## [PROBLEM STATEMENT]
Check every line below for the word "gray" and copy each one that has it.

## [THE RECORDS]
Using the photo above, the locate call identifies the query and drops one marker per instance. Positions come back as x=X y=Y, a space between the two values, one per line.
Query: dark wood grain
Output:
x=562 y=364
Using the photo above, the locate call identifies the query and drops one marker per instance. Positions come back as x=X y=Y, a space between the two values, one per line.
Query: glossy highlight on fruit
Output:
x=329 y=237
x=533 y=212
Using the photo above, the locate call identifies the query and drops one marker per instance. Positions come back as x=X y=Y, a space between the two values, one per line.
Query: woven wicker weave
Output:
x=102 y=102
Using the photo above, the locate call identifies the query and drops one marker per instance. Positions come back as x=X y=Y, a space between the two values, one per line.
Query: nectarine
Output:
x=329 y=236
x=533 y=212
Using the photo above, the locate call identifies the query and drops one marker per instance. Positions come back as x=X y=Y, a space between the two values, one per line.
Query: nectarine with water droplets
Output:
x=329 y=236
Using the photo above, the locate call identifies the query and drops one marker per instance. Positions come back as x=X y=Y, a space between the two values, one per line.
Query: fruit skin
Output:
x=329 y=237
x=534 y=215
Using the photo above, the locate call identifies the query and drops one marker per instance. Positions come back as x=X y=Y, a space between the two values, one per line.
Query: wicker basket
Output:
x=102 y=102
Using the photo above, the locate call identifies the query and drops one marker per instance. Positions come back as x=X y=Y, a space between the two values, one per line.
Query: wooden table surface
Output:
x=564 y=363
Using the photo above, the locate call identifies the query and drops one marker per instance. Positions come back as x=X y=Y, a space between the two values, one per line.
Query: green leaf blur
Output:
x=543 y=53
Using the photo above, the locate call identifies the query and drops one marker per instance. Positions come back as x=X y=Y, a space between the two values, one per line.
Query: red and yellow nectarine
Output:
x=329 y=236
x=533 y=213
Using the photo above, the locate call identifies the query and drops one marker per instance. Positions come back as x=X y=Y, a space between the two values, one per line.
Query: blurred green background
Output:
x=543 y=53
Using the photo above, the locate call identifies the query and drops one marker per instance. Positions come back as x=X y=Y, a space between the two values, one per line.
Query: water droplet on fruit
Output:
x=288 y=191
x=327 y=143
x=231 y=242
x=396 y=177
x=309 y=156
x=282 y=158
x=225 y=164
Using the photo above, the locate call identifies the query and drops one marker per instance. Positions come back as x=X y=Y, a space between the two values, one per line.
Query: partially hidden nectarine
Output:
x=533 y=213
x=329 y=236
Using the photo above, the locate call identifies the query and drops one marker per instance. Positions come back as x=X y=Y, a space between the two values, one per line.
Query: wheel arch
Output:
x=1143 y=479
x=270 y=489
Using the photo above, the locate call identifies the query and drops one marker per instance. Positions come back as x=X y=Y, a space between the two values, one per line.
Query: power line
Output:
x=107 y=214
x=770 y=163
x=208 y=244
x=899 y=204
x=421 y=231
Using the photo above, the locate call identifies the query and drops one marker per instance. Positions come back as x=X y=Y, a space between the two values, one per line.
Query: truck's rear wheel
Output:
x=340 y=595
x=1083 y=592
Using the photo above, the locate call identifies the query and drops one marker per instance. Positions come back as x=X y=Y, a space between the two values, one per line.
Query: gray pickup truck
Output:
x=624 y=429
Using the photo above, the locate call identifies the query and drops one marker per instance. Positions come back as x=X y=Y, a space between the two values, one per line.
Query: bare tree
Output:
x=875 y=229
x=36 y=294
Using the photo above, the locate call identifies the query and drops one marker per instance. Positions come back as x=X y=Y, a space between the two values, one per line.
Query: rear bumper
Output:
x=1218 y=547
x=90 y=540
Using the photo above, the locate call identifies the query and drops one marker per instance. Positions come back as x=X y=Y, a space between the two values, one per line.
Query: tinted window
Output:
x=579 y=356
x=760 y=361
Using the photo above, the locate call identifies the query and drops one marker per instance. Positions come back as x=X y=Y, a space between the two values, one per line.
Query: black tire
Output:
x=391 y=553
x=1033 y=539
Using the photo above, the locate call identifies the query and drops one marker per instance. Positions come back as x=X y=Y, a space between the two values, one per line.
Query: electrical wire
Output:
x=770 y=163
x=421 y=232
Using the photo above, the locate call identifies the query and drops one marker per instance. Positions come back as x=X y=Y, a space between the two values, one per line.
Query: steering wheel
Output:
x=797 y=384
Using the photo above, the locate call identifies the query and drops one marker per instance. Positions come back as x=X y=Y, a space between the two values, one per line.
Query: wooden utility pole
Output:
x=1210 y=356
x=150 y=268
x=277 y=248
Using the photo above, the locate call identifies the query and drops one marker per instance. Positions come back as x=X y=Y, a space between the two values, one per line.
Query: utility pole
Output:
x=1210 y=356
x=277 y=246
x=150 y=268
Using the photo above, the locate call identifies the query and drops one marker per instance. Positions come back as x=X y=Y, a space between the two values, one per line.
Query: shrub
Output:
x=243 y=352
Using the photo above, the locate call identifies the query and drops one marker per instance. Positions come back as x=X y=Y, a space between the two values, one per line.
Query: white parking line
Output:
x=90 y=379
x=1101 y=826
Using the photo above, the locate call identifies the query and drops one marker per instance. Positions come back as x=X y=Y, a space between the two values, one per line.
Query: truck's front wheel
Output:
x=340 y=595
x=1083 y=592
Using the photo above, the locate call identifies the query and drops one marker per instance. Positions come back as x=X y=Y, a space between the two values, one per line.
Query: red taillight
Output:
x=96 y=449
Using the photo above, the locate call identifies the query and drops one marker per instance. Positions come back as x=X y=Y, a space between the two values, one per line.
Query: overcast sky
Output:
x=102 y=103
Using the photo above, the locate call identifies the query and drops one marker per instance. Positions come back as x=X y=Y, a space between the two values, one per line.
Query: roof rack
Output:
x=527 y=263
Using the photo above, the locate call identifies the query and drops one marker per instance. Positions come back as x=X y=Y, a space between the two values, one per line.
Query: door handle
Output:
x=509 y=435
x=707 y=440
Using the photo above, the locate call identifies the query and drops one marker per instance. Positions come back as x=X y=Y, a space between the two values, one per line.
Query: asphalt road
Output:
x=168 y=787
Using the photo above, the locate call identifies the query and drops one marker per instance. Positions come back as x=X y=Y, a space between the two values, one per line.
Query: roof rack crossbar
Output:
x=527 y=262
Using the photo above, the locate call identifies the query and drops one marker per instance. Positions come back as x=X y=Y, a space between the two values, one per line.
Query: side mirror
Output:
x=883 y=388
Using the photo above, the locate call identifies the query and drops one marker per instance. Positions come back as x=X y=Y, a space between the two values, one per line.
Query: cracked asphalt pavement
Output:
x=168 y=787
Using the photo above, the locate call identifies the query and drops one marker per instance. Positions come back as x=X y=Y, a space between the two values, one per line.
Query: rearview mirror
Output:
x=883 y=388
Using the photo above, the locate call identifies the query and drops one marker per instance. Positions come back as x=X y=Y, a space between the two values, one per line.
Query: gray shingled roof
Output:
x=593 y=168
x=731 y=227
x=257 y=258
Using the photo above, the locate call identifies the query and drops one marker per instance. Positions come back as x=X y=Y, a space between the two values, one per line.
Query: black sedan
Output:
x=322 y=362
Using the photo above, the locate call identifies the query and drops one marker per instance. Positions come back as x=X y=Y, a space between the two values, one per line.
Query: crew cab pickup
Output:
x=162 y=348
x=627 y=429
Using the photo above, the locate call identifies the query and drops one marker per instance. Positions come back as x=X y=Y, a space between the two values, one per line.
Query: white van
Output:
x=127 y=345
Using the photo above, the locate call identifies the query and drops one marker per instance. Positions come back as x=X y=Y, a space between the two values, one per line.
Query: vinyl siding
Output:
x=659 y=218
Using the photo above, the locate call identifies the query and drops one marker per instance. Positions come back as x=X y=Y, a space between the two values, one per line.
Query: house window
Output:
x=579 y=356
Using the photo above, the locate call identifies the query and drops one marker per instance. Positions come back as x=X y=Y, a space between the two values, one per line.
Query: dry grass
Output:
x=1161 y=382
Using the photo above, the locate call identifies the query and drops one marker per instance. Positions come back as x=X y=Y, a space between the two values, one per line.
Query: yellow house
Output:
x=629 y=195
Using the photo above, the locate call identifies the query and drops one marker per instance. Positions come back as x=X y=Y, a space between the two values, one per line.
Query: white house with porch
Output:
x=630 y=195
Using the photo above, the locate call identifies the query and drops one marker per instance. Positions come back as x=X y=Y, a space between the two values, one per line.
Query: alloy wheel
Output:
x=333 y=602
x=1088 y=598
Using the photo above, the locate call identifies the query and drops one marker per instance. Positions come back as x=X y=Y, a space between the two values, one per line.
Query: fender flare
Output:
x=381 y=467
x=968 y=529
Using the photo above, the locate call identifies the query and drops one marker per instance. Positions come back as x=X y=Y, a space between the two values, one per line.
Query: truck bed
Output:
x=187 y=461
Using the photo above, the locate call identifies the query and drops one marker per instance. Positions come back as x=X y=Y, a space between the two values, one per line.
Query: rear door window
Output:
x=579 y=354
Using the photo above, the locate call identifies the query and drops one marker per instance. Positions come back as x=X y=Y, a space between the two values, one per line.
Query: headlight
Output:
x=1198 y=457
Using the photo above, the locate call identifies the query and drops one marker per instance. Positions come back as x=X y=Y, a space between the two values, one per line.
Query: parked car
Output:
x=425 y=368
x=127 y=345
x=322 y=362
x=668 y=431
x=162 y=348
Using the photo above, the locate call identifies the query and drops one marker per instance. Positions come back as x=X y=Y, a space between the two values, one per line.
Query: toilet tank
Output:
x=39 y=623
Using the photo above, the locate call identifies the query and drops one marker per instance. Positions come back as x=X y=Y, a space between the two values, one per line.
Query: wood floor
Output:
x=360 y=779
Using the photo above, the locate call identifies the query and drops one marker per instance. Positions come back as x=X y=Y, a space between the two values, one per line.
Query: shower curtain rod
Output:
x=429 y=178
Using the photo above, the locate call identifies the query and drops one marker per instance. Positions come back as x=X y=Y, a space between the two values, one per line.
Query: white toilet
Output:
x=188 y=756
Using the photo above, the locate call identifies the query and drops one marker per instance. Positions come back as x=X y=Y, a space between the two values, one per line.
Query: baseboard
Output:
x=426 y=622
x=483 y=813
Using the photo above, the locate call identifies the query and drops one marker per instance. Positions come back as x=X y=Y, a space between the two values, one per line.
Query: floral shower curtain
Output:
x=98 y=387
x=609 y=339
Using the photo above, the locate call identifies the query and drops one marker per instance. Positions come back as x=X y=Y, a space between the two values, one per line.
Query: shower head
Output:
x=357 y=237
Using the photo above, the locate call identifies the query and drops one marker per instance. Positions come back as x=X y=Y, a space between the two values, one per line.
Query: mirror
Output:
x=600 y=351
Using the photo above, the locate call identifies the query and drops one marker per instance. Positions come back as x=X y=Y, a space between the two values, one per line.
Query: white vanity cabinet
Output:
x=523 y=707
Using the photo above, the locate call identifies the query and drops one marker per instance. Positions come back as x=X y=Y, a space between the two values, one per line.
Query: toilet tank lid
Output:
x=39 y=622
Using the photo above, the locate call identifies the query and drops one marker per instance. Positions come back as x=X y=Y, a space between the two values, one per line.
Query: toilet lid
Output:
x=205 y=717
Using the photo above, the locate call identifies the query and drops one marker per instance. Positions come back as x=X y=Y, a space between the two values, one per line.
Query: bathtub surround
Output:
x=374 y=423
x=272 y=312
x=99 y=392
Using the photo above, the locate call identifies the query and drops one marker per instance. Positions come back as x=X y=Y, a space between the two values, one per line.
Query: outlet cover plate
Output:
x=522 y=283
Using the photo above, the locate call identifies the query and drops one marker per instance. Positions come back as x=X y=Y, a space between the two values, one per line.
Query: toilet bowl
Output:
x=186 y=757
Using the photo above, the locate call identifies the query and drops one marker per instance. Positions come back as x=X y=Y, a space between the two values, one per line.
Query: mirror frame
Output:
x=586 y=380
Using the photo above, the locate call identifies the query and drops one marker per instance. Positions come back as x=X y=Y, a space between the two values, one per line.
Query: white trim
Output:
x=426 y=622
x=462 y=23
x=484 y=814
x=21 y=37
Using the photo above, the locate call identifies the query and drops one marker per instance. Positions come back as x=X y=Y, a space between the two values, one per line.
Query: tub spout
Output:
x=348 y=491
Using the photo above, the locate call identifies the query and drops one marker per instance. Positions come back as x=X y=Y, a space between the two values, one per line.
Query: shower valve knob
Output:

## [SOLUTION BELOW]
Query: gray pickup truck
Query: gray shingled roof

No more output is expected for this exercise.